> Work instructions
Extract each line of the records that contains the word "position", treating uppercase and lowercase letters as distinct.

> Data excerpts
------------------------------------
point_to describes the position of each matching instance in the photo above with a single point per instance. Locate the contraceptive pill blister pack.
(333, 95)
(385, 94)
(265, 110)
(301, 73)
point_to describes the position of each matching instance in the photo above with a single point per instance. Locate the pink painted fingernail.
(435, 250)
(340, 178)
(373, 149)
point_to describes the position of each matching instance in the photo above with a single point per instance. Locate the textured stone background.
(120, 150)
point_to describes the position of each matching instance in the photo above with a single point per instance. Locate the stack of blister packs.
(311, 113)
------------------------------------
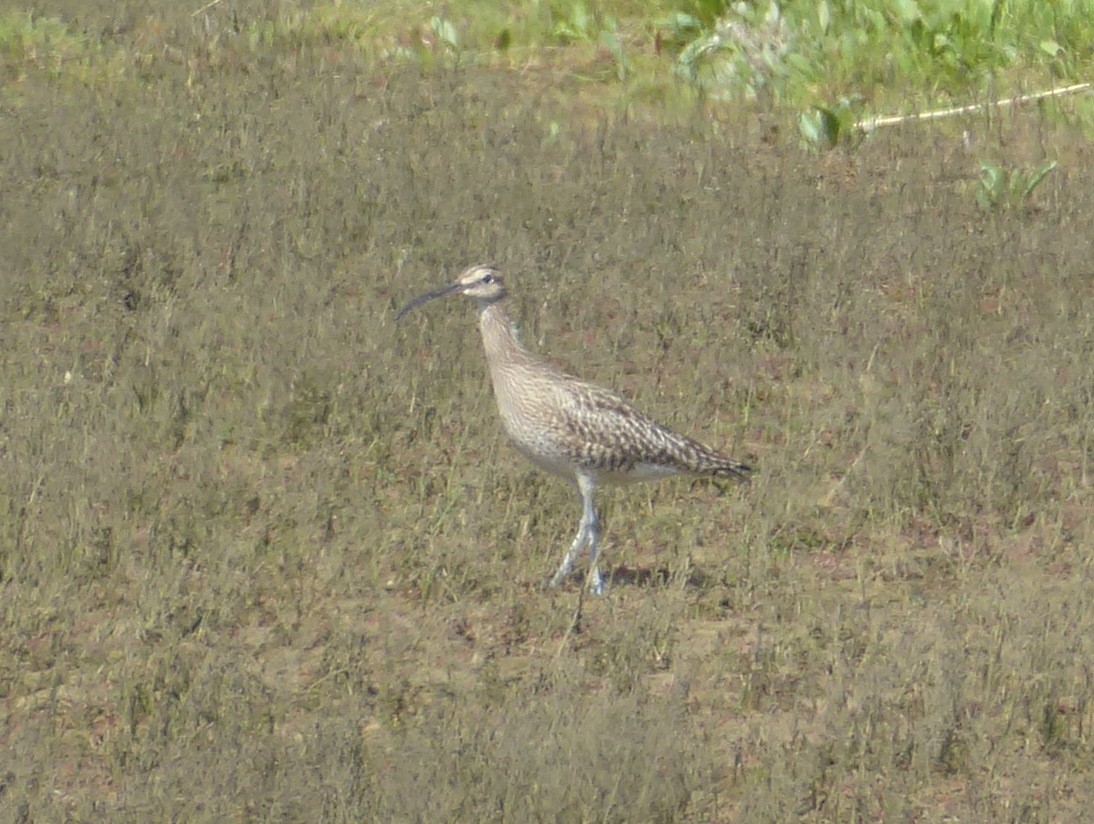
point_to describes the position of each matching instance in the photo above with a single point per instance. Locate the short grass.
------------------------------------
> Exercise output
point_to describes the position of each matching instance in the photo above with a single point per instance. Locate the contraceptive pill blister pack.
point_to describes the position of each matching instance in the photo above with a single point per instance. Locate the pink painted fingernail.
point_to describes the position of each matching instance in the photo above with a single point per instance. Locate the textured stone background.
point_to describes the position of each matching instance in the photo above with a single point per instance. Locate the stack of blister packs.
point_to describes the position of each matching instance in the photo above with a single point per instance. Locate the short grass.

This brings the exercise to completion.